§ Recorded information:
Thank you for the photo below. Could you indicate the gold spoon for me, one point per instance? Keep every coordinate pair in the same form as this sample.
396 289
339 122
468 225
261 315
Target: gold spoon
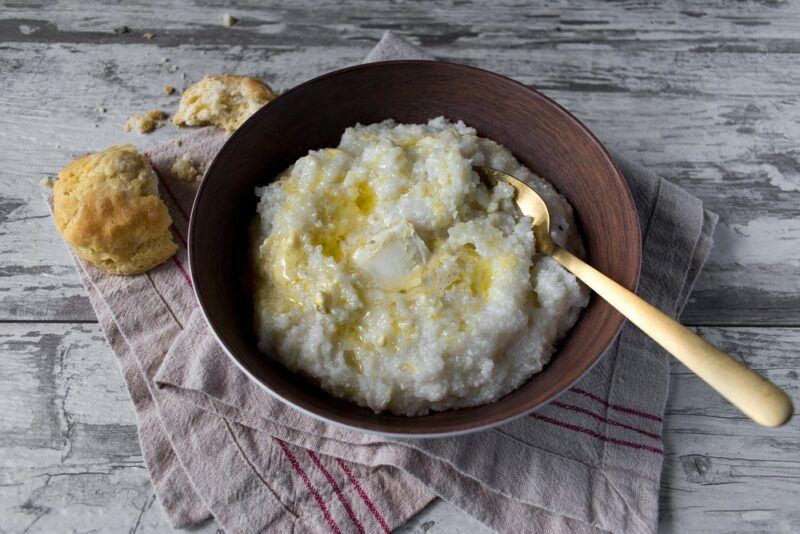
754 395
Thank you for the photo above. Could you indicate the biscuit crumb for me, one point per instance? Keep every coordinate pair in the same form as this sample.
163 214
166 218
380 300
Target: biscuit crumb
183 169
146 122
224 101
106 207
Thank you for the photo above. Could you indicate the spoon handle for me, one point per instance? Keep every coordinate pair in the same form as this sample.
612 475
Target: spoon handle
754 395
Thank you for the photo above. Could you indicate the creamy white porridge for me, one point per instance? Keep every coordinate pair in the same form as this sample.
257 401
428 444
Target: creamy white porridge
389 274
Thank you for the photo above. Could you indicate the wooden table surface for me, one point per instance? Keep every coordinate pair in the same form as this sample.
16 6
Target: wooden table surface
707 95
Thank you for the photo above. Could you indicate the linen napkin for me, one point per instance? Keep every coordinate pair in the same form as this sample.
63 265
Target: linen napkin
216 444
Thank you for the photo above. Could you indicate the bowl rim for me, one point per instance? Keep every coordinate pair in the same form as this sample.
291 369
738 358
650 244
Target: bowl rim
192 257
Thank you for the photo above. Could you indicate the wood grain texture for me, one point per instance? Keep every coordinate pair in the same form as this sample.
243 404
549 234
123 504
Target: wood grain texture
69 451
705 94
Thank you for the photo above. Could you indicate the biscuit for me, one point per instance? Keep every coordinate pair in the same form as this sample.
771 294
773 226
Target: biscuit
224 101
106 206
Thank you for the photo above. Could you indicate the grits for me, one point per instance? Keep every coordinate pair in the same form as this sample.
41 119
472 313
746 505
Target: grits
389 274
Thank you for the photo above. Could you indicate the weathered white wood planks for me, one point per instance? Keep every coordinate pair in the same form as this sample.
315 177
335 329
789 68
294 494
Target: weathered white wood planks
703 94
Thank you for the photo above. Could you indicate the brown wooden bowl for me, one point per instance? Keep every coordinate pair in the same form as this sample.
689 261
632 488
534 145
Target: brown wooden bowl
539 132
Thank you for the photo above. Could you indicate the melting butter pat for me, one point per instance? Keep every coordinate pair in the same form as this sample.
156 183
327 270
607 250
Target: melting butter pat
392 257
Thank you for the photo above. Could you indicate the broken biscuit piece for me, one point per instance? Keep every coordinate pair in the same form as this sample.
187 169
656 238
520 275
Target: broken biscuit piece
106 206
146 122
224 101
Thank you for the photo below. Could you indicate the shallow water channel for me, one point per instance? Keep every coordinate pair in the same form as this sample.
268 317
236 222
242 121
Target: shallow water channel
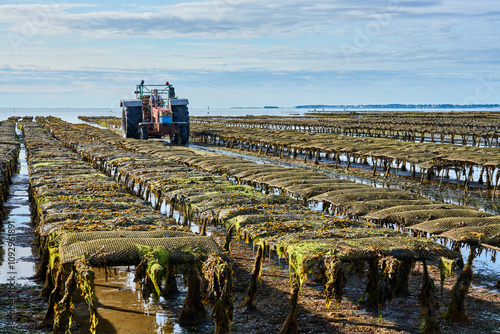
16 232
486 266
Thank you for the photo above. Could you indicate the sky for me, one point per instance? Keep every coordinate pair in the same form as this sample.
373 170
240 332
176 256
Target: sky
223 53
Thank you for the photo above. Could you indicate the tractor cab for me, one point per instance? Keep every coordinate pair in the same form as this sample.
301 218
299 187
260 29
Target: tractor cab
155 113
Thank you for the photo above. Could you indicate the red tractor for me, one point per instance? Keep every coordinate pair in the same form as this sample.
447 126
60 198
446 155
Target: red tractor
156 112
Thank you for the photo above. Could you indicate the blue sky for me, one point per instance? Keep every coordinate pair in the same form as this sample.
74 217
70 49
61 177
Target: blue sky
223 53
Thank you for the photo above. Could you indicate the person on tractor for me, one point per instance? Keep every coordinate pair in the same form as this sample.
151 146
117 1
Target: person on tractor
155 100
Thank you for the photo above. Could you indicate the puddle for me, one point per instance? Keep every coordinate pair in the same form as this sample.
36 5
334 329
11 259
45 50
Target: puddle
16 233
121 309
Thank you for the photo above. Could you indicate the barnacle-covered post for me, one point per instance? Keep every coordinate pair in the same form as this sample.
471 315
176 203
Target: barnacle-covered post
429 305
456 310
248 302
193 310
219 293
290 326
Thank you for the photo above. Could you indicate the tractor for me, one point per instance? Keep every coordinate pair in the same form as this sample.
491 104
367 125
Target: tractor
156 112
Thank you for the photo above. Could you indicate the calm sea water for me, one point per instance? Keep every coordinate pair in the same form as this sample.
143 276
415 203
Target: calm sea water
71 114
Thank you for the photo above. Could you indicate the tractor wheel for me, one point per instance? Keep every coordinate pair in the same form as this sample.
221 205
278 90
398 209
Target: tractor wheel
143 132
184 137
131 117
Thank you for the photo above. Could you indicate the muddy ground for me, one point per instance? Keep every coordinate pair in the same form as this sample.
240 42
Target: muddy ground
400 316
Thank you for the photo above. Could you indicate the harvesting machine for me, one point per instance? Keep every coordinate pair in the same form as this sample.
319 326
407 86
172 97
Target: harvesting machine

...

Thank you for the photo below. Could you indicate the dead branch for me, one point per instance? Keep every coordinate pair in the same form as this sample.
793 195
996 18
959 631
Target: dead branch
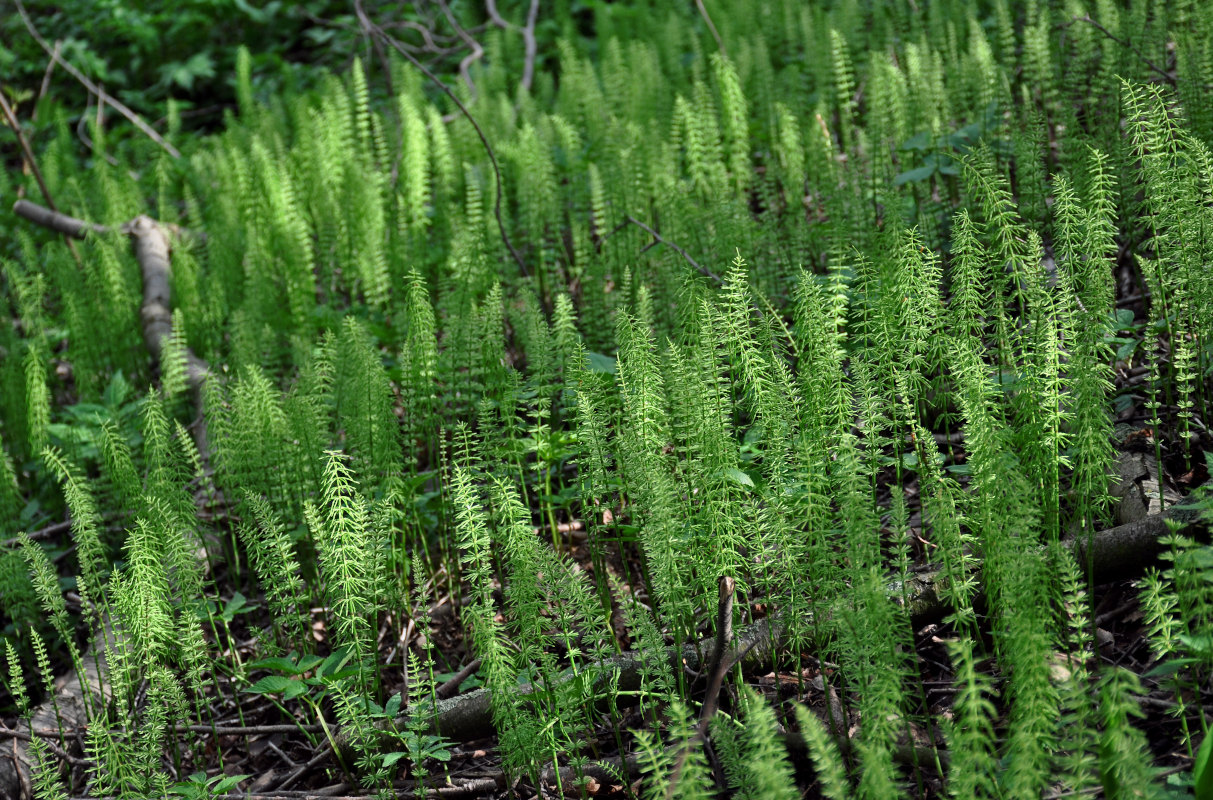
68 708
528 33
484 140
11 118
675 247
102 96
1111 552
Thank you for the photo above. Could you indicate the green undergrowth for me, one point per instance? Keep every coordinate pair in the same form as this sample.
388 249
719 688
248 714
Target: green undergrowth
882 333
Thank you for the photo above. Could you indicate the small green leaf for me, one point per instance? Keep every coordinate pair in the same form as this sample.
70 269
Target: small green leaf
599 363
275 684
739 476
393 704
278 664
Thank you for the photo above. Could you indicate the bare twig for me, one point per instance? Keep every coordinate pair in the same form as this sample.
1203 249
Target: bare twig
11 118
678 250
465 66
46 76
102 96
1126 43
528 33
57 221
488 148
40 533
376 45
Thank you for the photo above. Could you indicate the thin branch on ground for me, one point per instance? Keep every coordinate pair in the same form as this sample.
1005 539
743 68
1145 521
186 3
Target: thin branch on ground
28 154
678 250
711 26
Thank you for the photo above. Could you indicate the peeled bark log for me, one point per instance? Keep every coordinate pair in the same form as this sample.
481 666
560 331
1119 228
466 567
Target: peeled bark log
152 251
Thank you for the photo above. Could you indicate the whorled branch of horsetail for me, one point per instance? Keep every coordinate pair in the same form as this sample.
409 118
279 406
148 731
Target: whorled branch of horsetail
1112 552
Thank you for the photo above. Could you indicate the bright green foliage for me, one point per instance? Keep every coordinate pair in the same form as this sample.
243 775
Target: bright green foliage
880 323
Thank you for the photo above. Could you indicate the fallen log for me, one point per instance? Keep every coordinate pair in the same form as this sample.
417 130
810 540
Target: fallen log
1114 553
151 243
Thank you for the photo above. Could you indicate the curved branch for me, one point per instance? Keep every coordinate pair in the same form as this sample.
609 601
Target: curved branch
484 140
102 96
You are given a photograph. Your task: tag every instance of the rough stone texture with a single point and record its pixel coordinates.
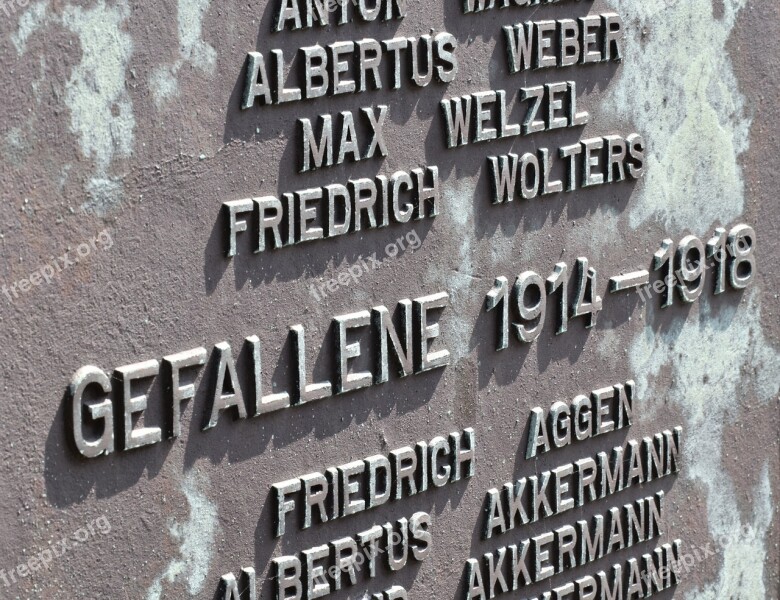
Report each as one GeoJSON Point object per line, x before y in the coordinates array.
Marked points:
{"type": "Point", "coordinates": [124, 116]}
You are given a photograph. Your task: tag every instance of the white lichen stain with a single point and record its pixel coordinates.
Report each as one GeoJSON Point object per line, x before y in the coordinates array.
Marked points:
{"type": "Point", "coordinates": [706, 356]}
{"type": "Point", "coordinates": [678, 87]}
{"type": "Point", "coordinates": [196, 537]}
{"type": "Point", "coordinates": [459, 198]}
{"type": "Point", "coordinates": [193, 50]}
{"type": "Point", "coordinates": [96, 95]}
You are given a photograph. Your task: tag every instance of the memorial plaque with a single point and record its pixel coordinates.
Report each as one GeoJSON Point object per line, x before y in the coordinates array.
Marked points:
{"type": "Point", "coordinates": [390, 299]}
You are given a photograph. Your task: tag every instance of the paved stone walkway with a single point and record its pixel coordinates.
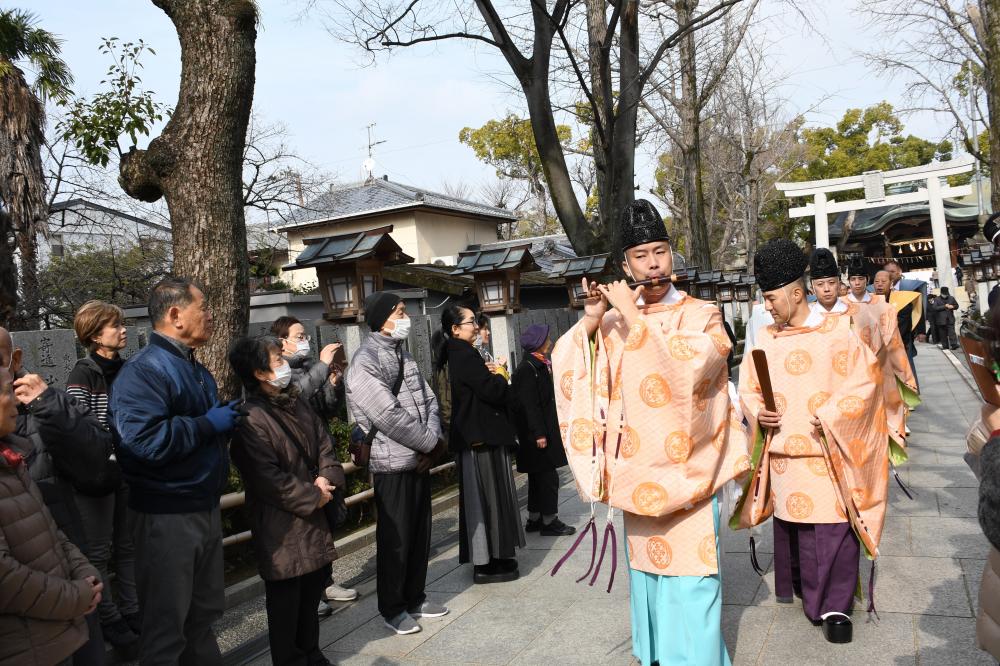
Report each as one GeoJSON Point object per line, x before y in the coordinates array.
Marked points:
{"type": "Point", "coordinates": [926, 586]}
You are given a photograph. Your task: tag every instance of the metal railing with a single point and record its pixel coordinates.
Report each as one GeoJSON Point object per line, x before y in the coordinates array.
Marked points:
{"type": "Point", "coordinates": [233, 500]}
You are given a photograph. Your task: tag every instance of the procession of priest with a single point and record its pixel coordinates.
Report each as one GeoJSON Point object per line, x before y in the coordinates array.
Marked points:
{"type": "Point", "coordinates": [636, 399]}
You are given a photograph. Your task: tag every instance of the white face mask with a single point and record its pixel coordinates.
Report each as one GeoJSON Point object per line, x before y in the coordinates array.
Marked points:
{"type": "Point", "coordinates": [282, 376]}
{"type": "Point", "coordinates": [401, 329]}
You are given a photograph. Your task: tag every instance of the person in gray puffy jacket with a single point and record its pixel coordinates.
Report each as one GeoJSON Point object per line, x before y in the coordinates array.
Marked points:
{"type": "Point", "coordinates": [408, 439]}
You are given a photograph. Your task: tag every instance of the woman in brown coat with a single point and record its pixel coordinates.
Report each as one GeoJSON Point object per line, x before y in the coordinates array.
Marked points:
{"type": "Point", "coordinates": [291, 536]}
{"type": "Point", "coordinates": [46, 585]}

§ The task:
List every line in the rows above that contains the word "linen", copying each one in full. Matching is case-sensitive.

§ In response:
Thank you for the photo above. Could you indicate the linen napkin for me, one point per instance? Keep every coordinate pair in the same form as this sample.
Target: linen napkin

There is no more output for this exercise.